Exercise brief — Return the entries below verbatim. Pictures stay out.

Data excerpts
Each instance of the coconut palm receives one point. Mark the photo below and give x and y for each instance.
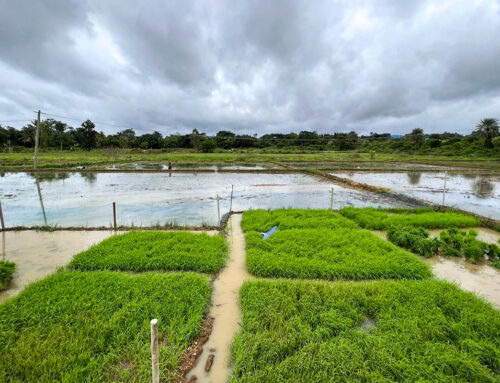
(488, 129)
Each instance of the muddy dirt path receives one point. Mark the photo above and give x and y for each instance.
(225, 310)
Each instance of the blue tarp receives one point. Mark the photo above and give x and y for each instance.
(269, 233)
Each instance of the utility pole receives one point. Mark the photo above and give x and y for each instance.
(37, 138)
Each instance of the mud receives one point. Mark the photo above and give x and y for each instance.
(225, 310)
(38, 254)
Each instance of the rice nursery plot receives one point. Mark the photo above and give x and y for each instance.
(95, 326)
(264, 220)
(155, 250)
(330, 254)
(383, 219)
(6, 270)
(381, 331)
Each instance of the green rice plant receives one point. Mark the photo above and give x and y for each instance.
(414, 239)
(7, 268)
(264, 220)
(379, 331)
(343, 253)
(383, 219)
(95, 326)
(155, 250)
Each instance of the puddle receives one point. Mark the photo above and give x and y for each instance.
(478, 194)
(225, 309)
(482, 279)
(146, 199)
(38, 254)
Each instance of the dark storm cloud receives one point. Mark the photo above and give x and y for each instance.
(254, 66)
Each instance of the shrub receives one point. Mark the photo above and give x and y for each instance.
(155, 250)
(6, 270)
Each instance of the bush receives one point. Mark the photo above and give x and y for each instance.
(6, 270)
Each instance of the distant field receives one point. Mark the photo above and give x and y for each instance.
(383, 331)
(383, 219)
(155, 250)
(100, 157)
(95, 326)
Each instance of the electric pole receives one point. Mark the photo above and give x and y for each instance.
(37, 137)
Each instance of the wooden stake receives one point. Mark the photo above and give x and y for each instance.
(155, 364)
(231, 203)
(37, 138)
(1, 216)
(114, 215)
(218, 210)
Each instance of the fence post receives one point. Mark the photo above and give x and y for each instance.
(155, 365)
(114, 215)
(444, 186)
(1, 216)
(218, 210)
(231, 203)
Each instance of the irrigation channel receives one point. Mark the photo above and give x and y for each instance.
(476, 193)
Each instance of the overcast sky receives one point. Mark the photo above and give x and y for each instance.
(254, 66)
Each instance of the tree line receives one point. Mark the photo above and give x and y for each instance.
(58, 135)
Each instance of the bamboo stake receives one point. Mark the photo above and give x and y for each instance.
(155, 365)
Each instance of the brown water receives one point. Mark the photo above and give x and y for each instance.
(225, 309)
(38, 254)
(481, 279)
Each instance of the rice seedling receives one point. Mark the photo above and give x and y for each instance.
(95, 326)
(330, 254)
(383, 219)
(414, 239)
(264, 220)
(379, 331)
(6, 270)
(155, 250)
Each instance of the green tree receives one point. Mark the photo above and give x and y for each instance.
(488, 129)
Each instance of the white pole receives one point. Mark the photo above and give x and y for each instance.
(444, 186)
(154, 351)
(218, 210)
(331, 201)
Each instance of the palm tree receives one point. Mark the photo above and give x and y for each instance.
(488, 128)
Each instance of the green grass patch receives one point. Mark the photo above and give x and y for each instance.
(330, 254)
(95, 326)
(264, 220)
(155, 250)
(6, 270)
(383, 331)
(383, 219)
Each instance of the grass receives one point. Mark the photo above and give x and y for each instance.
(383, 219)
(264, 220)
(330, 254)
(155, 250)
(383, 331)
(6, 270)
(94, 326)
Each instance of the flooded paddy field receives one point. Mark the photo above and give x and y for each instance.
(479, 194)
(145, 199)
(38, 254)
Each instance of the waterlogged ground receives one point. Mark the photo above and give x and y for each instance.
(38, 254)
(144, 199)
(479, 194)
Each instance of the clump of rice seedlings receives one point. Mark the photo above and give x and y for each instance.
(379, 331)
(383, 219)
(95, 326)
(414, 239)
(7, 268)
(264, 220)
(155, 250)
(343, 253)
(460, 243)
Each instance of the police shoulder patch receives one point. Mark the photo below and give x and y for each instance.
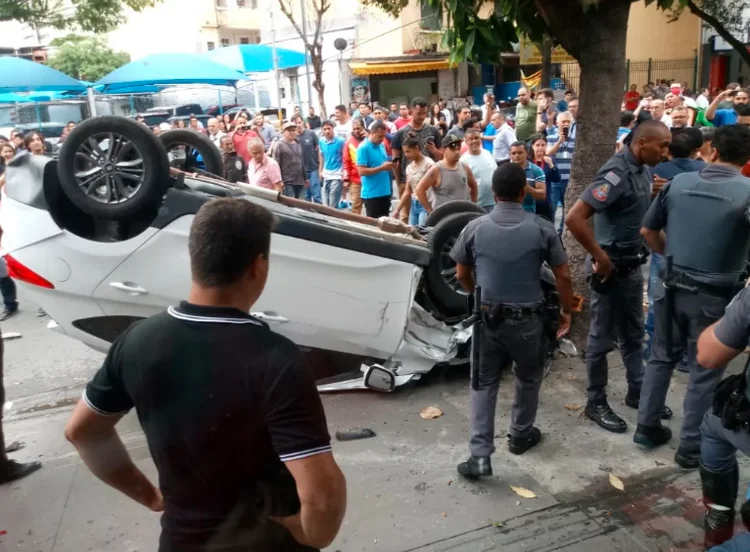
(612, 178)
(601, 192)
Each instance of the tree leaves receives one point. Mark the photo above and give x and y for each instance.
(85, 57)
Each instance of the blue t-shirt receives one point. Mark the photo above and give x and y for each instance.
(725, 117)
(534, 175)
(333, 157)
(488, 144)
(371, 156)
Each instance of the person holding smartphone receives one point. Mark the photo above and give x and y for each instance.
(722, 117)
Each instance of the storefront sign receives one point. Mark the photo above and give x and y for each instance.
(531, 55)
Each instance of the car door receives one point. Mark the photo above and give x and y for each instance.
(317, 295)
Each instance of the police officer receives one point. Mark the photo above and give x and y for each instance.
(712, 205)
(511, 311)
(617, 199)
(717, 345)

Solution for this problem —
Each instance of the coconut palm receives one point. Mark the photo below and give x and y for each instance.
(488, 129)
Each instance of the muddy dirt path receives one point. Mark the photo above and give x and y for each instance.
(225, 310)
Each instance of the blue tarp receives one point. Mark the photo above and give x and y for each instance.
(269, 233)
Each instance of the utility pole receives one point. Mark the photo above and give x and y for each instance.
(37, 138)
Each instance of the mud receives one point. Mark the photo above and give x and y for each instance.
(225, 310)
(38, 254)
Each instance of the rice nursery plot receives one point. Mark the photo above and give x and y for each instance.
(95, 326)
(264, 220)
(155, 250)
(330, 254)
(383, 219)
(6, 270)
(381, 331)
Each instance of the green rice plant receives one point. Mark the photo above and give x and y for each instance.
(414, 239)
(7, 268)
(264, 220)
(379, 331)
(343, 253)
(383, 219)
(95, 326)
(155, 250)
Each instance of the puddle receives one point. Mark the photo above and give x and y for each instance.
(478, 194)
(225, 309)
(482, 279)
(146, 199)
(38, 254)
Each instance of the dark storm cloud receives one point. Mark the photo above and give x and y for each instance.
(254, 66)
Each instance of the shrub receives one point. Mark the photo above and give x and y for each instance.
(155, 250)
(6, 270)
Each instance of the bush receives one point. Mark the photo above and give x and y for each instance.
(6, 270)
Each instance of the distant field receives one point. Mark the photo above and give x and y for each instance.
(383, 331)
(383, 219)
(155, 250)
(100, 157)
(95, 326)
Each instance of the electric pole receives one point. Mark the photo above and give x and y for each instance.
(37, 137)
Each instance of the wooden stake receives one point. Mark the photo above and give x and y for each instance.
(155, 364)
(231, 203)
(37, 138)
(1, 216)
(114, 215)
(218, 210)
Each instance of the fence post receives one point. Mark the photo above and give x and y for each instance.
(155, 365)
(114, 215)
(444, 186)
(1, 216)
(218, 210)
(231, 203)
Each instance of the irrigation channel receives one point. Mark the photo above and give x and y for each instance.
(476, 193)
Each instance of the overcast sky receives one point. Mark the photo above and give x and y for each instance.
(254, 66)
Each instance of the tree line receives one point. Mark the photo above and give x and y for each instance.
(58, 135)
Each instance of the bamboo stake receives one point. Mark the photo above and give x and y for each instance.
(155, 365)
Each instance of the brown water receives one point. Mark the photo above and give x and y for each instance.
(225, 309)
(38, 254)
(481, 279)
Each instance of the rice seedling receives one point. Mark the photo above and give x and y for each instance.
(95, 326)
(330, 254)
(383, 219)
(414, 239)
(264, 220)
(379, 331)
(6, 270)
(155, 250)
Each instance of the green tree receives one point. Mark the photo above and give x and y for each instance.
(488, 129)
Each instance of the white pole receives one point. Mark the photo above and give x and y for each instance.
(444, 186)
(154, 351)
(218, 210)
(331, 201)
Each instance of the palm tree receives one point. Mark the photo above and give x and y for each instance.
(488, 128)
Each instance of the green grass patch receives one point. Mark the photo above and give x and y for each instance.
(330, 254)
(95, 326)
(264, 220)
(155, 250)
(6, 270)
(383, 331)
(383, 219)
Each instance of the grass receives one point. Mark the photo above and give x and y for each instance.
(383, 219)
(264, 220)
(330, 254)
(155, 250)
(383, 331)
(6, 270)
(94, 326)
Each instance of the flooded paddy field receives one point. Mark the photo above and give x and y for each instance.
(479, 194)
(145, 199)
(38, 254)
Each instance of the waterlogged ground receives one point. Mark the photo above and give x and y for each instance.
(38, 254)
(144, 199)
(479, 194)
Each instance of the clump of rice seedlings receives one point. Mark the photo above and give x and y for each instance.
(379, 331)
(383, 219)
(95, 326)
(414, 239)
(7, 268)
(264, 220)
(155, 250)
(343, 253)
(460, 243)
Each instance of the police shoulder patch receives one point. Mark the photo below and give x and y for each instance.
(612, 178)
(601, 192)
Each instance of the tree leaves receives one point. Mark the photo above and give x and y for each instance.
(85, 57)
Each instance of the blue t-shirt receives one point. Mark the photo above and give x and y for each instance.
(725, 117)
(534, 175)
(333, 157)
(488, 144)
(371, 156)
Each instance of the person holding smartphone receives one point. Mark the photo above and give x and y for each instance.
(722, 117)
Each instance of the storefront sign receives one point. Mark the photo above and give x and y for each instance.
(531, 55)
Each instance of the car door receives one point. Mark the photo above and give x and y for each instance.
(317, 295)
Each instance of the police officer receives one point. Mark the photo above and give x and y for each instance.
(712, 205)
(511, 311)
(617, 199)
(717, 345)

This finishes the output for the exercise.